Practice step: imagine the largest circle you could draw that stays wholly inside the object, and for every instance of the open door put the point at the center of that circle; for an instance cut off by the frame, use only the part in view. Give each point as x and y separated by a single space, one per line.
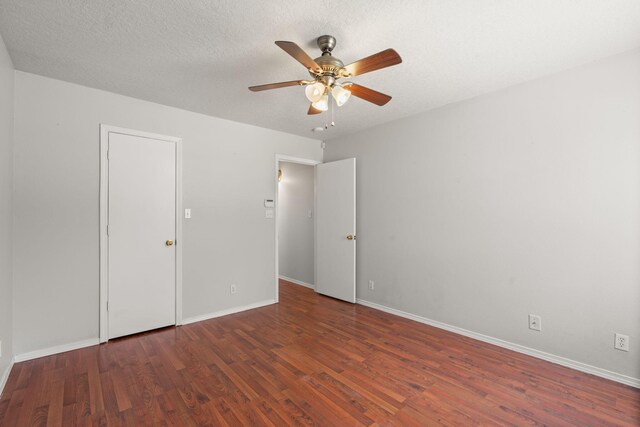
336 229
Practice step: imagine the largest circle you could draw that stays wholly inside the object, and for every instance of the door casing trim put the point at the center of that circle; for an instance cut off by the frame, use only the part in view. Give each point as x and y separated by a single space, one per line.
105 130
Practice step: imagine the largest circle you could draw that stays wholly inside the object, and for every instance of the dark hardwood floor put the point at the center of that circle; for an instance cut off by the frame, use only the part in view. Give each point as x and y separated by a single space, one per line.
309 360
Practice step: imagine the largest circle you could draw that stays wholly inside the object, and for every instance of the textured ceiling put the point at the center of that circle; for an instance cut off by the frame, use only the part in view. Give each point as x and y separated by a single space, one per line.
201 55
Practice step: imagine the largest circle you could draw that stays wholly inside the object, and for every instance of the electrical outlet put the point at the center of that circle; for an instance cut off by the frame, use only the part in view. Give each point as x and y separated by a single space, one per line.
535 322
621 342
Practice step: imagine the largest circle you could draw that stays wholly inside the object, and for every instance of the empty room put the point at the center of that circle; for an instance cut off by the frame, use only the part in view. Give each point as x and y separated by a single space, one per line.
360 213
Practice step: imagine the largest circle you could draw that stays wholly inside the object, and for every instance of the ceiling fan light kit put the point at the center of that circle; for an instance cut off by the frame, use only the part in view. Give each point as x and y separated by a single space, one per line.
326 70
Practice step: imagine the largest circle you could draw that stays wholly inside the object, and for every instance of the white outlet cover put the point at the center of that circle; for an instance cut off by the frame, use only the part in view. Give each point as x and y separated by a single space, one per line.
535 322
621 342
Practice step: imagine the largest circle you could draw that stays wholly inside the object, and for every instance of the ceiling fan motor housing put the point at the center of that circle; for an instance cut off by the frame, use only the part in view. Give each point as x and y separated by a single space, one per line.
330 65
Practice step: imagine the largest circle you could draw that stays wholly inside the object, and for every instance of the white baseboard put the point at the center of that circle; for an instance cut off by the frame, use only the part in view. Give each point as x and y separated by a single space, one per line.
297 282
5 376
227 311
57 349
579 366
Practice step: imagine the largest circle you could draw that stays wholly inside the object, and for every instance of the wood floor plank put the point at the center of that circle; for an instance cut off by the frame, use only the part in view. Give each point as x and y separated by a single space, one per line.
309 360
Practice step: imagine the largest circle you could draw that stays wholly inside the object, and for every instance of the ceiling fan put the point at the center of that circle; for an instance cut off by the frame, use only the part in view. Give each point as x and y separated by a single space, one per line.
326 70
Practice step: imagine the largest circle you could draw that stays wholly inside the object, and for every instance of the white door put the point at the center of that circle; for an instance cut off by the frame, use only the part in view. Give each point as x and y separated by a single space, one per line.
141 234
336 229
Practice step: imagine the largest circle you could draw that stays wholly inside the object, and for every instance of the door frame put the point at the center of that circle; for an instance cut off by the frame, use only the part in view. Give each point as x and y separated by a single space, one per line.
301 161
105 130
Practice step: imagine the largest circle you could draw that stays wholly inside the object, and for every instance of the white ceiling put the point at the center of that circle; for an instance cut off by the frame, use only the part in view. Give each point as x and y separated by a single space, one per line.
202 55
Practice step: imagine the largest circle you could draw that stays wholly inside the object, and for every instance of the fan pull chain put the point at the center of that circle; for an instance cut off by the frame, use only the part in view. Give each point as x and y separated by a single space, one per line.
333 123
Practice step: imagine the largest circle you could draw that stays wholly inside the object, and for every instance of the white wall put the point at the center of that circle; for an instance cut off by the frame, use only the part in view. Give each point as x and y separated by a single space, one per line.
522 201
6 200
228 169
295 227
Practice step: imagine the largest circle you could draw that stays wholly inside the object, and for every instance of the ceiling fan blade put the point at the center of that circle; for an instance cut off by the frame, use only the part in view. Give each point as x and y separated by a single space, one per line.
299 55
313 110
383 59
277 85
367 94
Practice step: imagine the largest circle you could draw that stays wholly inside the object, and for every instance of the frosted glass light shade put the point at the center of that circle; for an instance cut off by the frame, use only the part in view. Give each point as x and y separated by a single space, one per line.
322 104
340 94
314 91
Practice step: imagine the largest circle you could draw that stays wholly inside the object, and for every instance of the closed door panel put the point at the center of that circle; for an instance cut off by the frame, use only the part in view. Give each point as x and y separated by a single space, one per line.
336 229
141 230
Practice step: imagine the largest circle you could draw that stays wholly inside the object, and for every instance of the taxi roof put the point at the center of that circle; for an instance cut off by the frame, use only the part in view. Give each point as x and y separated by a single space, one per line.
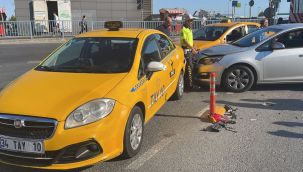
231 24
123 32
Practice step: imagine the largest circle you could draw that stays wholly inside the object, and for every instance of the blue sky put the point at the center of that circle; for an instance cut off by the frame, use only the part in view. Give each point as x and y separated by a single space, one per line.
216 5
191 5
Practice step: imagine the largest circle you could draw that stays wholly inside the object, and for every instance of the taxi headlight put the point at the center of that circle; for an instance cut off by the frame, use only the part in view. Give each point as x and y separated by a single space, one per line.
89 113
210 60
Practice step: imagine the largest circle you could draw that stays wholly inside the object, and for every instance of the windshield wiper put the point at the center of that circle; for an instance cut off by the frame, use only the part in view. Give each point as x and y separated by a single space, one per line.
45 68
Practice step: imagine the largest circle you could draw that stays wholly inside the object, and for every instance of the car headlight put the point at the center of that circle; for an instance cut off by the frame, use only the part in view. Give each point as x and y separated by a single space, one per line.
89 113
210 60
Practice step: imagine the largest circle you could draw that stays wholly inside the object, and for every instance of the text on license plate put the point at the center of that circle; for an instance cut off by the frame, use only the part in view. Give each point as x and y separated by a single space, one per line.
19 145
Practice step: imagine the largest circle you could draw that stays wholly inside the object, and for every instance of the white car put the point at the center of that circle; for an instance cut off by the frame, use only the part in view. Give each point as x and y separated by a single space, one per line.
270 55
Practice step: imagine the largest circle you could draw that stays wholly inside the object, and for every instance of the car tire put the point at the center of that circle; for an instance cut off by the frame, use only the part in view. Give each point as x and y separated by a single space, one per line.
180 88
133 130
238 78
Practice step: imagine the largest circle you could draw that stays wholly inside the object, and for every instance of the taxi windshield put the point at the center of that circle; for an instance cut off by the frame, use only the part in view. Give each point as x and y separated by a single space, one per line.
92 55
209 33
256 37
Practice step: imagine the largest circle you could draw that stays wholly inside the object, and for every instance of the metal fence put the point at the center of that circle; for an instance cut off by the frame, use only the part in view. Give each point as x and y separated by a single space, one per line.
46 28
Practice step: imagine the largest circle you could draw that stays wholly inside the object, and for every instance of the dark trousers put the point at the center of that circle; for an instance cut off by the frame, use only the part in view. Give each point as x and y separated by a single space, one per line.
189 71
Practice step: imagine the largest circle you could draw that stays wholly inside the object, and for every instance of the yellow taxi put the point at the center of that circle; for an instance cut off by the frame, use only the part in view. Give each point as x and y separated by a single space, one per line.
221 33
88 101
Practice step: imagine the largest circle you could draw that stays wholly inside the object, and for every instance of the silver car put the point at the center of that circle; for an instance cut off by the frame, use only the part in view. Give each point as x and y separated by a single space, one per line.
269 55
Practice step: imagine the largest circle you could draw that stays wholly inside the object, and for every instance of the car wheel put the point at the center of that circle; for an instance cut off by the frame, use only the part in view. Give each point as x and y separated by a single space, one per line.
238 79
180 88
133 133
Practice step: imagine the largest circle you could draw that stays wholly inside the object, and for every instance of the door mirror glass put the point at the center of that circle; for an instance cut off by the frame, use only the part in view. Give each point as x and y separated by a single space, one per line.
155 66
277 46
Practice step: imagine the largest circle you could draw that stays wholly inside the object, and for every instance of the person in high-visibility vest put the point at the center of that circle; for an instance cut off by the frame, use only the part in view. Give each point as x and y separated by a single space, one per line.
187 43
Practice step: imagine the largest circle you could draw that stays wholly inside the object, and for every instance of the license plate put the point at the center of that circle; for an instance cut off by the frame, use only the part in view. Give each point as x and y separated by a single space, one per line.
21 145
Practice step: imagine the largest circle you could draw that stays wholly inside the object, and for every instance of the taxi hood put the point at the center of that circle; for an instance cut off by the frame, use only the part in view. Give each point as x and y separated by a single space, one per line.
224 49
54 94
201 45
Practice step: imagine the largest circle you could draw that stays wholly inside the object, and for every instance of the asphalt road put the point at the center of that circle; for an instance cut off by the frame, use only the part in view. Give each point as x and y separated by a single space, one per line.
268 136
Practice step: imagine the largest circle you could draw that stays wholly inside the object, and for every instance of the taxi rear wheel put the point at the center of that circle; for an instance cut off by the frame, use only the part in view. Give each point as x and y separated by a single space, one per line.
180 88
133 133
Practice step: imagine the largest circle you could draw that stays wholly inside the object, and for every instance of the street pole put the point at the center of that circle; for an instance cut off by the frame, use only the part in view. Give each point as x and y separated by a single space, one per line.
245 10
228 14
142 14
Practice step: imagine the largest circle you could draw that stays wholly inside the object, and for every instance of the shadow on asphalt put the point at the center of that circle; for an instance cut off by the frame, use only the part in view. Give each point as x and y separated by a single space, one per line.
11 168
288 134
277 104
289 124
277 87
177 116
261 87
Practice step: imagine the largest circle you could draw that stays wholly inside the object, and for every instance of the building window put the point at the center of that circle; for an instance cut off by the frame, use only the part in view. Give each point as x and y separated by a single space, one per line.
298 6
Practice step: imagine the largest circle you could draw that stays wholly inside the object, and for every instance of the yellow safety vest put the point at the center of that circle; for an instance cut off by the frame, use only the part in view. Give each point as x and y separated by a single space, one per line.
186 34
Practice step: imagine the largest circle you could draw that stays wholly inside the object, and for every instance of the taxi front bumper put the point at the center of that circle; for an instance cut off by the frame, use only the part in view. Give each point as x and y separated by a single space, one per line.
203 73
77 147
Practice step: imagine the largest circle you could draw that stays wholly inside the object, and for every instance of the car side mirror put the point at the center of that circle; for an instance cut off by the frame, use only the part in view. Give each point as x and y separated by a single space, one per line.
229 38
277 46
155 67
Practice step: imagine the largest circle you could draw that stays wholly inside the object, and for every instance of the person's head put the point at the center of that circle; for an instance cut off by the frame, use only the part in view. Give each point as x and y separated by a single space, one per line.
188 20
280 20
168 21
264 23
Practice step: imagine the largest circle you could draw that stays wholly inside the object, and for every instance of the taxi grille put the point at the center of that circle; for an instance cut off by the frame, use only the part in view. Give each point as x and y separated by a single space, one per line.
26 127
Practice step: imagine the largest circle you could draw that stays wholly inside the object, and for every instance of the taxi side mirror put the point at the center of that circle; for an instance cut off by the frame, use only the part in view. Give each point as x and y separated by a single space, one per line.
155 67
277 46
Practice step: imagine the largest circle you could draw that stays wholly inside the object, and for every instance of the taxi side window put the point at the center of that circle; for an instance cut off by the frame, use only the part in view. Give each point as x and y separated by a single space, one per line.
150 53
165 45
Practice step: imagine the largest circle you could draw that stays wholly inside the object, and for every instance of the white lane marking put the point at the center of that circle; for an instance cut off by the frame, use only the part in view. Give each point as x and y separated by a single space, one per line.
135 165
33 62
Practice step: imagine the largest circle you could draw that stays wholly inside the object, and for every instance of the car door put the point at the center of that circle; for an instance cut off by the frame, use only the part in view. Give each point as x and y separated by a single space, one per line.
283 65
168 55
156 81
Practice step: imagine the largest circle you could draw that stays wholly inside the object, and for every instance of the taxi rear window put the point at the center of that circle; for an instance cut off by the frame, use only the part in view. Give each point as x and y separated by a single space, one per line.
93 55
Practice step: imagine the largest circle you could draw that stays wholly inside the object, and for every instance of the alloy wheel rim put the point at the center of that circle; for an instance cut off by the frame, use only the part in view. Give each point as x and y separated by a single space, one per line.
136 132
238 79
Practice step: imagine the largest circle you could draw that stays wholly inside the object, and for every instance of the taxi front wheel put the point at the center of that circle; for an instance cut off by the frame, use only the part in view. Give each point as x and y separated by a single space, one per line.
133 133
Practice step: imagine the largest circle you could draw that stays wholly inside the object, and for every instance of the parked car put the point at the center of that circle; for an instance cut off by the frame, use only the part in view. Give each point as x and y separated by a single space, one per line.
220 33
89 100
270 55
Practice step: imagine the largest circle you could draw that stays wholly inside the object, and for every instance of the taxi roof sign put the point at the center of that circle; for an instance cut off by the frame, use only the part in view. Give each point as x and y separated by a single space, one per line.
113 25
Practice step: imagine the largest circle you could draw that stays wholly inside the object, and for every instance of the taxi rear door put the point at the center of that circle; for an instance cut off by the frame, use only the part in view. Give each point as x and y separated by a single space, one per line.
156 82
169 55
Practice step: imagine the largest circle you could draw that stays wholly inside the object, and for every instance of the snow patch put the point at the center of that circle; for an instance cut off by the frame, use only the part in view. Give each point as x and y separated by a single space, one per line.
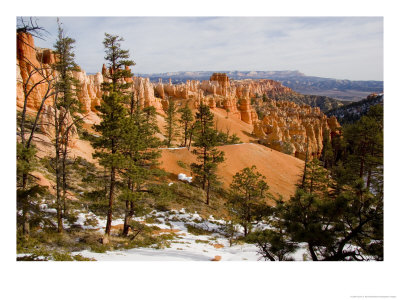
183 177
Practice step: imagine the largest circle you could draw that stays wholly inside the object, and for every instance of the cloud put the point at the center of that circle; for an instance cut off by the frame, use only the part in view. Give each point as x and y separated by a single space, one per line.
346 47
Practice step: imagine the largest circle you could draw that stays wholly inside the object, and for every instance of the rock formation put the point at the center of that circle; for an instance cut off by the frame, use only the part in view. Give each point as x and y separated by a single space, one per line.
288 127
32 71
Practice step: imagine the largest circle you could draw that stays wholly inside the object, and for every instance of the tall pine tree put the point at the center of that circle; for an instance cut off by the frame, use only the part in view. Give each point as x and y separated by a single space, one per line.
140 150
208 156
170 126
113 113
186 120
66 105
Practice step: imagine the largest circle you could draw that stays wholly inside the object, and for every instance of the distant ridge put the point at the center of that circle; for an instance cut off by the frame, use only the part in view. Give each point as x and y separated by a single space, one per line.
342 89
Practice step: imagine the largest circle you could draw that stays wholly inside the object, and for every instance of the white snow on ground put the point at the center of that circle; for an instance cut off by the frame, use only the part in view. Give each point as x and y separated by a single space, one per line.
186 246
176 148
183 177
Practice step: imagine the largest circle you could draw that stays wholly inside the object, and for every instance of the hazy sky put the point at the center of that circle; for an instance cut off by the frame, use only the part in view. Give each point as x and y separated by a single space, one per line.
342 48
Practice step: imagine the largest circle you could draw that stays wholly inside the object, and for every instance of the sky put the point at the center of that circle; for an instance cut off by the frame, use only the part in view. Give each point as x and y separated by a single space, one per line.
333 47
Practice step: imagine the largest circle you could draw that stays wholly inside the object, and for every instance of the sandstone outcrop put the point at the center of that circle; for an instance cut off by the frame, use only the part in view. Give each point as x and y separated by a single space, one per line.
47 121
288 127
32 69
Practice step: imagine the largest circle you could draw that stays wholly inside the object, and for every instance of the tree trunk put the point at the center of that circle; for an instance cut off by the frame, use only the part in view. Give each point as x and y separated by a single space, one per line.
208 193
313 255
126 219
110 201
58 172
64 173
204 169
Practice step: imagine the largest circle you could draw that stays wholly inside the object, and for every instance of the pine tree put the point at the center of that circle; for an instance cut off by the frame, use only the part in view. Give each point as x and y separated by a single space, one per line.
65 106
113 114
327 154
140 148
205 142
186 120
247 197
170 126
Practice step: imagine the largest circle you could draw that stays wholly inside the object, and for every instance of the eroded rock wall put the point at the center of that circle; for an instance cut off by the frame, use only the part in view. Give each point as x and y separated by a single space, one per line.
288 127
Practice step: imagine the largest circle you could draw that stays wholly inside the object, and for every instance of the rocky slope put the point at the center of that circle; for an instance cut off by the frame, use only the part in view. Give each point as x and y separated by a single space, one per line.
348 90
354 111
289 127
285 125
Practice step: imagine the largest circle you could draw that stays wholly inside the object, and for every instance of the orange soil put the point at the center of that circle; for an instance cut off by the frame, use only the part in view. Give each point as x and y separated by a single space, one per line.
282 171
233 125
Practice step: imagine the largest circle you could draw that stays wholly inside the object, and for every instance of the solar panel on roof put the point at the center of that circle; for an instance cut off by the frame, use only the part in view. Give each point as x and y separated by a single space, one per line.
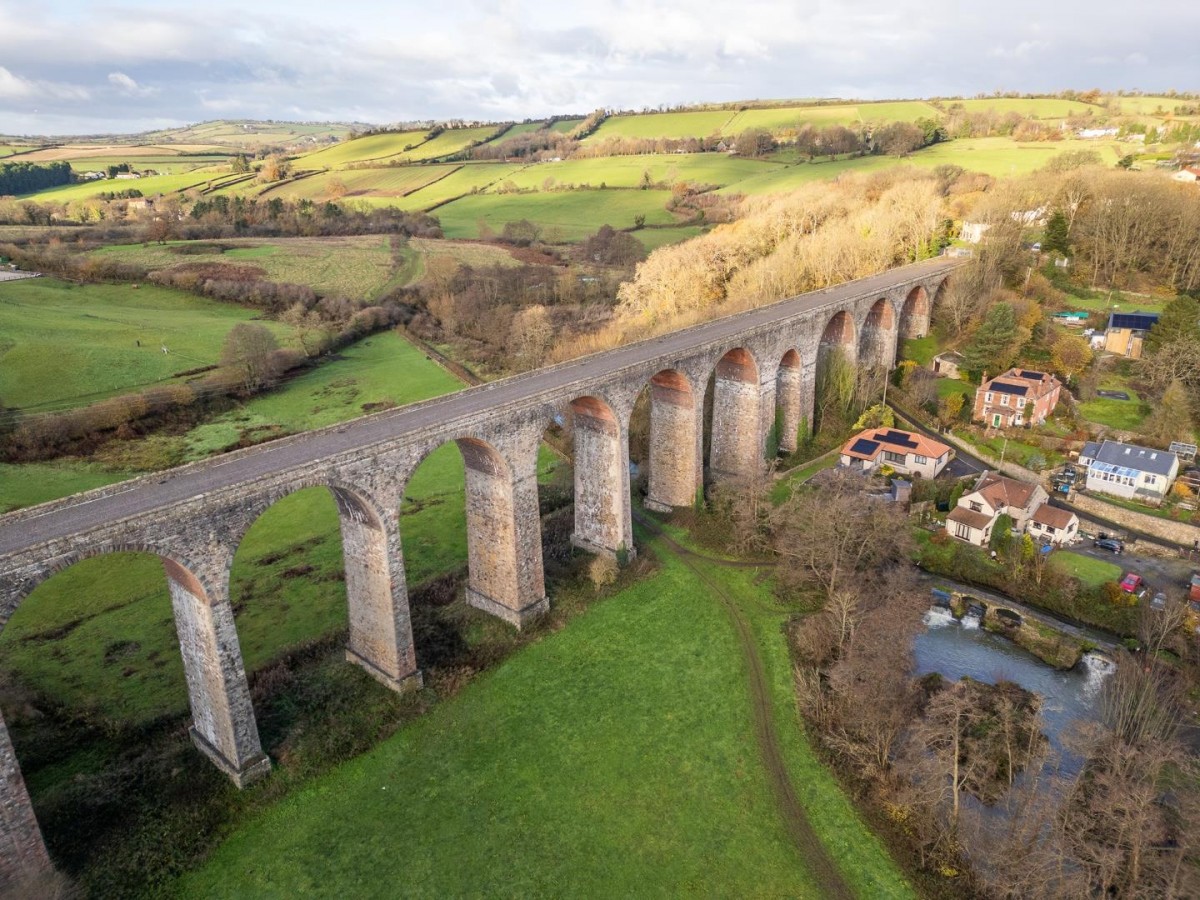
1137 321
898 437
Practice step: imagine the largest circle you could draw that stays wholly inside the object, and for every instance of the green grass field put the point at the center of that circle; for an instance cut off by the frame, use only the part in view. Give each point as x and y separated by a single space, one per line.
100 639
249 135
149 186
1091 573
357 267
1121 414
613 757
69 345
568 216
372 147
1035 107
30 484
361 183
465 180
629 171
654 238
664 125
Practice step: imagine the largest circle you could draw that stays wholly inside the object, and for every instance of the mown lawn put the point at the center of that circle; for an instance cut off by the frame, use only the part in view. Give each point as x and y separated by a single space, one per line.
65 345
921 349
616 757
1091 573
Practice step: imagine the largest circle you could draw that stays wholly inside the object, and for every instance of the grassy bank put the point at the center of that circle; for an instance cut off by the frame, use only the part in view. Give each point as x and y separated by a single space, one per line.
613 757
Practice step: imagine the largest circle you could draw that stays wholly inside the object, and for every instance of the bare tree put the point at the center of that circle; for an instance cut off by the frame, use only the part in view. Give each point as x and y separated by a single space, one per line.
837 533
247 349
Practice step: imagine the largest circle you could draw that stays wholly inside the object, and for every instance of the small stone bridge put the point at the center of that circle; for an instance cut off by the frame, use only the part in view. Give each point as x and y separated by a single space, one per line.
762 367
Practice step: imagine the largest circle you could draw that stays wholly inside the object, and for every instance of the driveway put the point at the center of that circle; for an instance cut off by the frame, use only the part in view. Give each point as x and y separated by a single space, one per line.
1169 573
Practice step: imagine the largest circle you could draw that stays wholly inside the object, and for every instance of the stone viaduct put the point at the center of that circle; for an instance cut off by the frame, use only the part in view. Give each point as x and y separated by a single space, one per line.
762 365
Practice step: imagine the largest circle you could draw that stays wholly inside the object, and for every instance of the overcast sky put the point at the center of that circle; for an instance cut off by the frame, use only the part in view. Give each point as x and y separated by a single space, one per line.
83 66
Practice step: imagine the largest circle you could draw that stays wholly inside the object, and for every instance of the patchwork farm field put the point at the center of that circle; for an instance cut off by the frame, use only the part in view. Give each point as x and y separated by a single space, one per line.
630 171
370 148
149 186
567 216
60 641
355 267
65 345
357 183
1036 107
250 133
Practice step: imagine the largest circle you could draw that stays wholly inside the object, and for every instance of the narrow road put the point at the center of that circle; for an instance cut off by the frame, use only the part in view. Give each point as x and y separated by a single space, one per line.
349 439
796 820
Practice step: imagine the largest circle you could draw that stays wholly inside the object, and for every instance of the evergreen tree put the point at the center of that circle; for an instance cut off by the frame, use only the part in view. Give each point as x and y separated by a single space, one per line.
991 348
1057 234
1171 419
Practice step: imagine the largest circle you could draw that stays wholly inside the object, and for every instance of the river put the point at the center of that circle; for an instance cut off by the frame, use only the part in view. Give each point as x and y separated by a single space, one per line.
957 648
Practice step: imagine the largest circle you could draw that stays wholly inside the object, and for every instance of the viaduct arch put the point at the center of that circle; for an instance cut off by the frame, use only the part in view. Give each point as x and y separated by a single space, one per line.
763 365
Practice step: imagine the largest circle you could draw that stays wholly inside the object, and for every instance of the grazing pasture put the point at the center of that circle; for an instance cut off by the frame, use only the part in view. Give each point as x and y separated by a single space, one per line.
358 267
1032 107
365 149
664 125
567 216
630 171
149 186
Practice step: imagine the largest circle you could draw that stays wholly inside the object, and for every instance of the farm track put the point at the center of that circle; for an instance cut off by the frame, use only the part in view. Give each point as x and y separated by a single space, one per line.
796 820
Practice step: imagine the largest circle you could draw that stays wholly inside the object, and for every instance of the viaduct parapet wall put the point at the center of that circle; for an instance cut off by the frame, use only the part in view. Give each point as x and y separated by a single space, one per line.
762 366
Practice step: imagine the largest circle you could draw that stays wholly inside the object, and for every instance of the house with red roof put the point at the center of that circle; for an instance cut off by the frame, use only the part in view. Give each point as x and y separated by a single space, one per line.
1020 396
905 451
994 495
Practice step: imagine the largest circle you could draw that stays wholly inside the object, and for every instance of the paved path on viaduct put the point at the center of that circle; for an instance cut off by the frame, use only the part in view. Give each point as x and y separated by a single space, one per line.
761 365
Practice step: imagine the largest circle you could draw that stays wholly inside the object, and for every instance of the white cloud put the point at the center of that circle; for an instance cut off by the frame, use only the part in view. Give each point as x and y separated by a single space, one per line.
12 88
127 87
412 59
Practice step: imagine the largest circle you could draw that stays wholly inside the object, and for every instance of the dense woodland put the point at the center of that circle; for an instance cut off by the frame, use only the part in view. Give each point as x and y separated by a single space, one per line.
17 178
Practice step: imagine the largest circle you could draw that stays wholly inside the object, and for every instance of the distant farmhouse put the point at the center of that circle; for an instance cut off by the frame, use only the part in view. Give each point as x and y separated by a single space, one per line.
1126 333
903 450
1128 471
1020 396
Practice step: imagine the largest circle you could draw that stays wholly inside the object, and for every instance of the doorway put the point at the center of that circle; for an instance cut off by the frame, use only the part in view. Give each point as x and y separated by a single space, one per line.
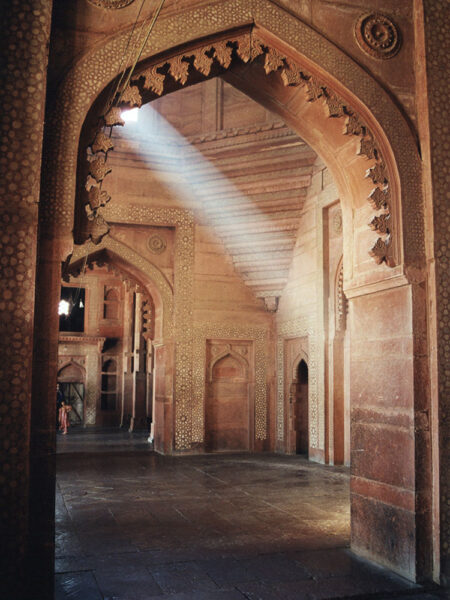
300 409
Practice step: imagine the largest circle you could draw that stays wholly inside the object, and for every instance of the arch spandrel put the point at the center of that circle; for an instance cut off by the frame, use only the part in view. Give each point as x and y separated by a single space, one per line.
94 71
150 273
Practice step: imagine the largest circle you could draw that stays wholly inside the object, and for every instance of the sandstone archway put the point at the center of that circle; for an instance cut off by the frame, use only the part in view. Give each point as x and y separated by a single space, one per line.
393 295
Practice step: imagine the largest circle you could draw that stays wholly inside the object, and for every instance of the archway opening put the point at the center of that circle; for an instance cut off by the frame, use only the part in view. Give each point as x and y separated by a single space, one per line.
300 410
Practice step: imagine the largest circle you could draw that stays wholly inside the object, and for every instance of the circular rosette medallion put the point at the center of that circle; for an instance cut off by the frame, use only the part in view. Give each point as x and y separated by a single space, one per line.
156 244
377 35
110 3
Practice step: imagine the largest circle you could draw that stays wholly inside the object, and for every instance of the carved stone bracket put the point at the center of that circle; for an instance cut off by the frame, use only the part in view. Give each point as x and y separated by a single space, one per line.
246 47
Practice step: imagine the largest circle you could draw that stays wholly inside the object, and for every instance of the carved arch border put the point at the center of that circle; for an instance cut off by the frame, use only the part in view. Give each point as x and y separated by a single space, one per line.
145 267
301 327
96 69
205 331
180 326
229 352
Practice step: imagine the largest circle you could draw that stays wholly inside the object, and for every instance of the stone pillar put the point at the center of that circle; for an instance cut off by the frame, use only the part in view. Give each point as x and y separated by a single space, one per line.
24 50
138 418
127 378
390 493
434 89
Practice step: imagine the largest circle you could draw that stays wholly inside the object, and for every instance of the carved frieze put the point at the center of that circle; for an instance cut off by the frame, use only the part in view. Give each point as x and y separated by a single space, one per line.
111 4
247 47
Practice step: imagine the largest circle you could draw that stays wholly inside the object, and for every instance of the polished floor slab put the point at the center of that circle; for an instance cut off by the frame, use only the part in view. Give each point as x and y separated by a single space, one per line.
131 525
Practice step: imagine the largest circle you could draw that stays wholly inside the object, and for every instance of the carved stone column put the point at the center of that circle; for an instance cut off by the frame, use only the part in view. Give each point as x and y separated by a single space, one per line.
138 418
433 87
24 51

========================

▸ PROBLEM DETAILS
From the "the stone pillar" line to the close of the listing, restate each line word for word.

▸ RESULT FOR THIS EXERCISE
Practice step: imagine the largest circle you could draw that stays wholly inside the object, and for every instance of the stone pillar put the point at the center of that circle; for an instance cut off by the frame, use only the part in view. Give each point as x and y separated by a single space, one per line.
24 50
138 418
127 378
390 493
434 89
Practice step: imagine the largest circle you could draw that stays wholly inside the object, and for every instance of the carved frieze put the point at the center of that circle; for an instance cut off by the frame, use only the part in view. Give each point as x and y separated by a single space, one per line.
111 4
247 47
Practice step: imagine the largest circle you could draw that stays wholly inside the object, and for every instance of the polished floor slab put the point at the center of that circle; for an instance cut off by the frame, use only the part in view. Give each point as x and y separated by a single space, one per line.
131 525
Practice step: imagine the largest circle you could draw that stays wholly inside the object, and for every instance of the carved stone column put the point at the center of that circle; for an instance cut off by the frame, use only the part in view. Give each point as x and y separated by a single space, one per line.
138 418
433 87
24 51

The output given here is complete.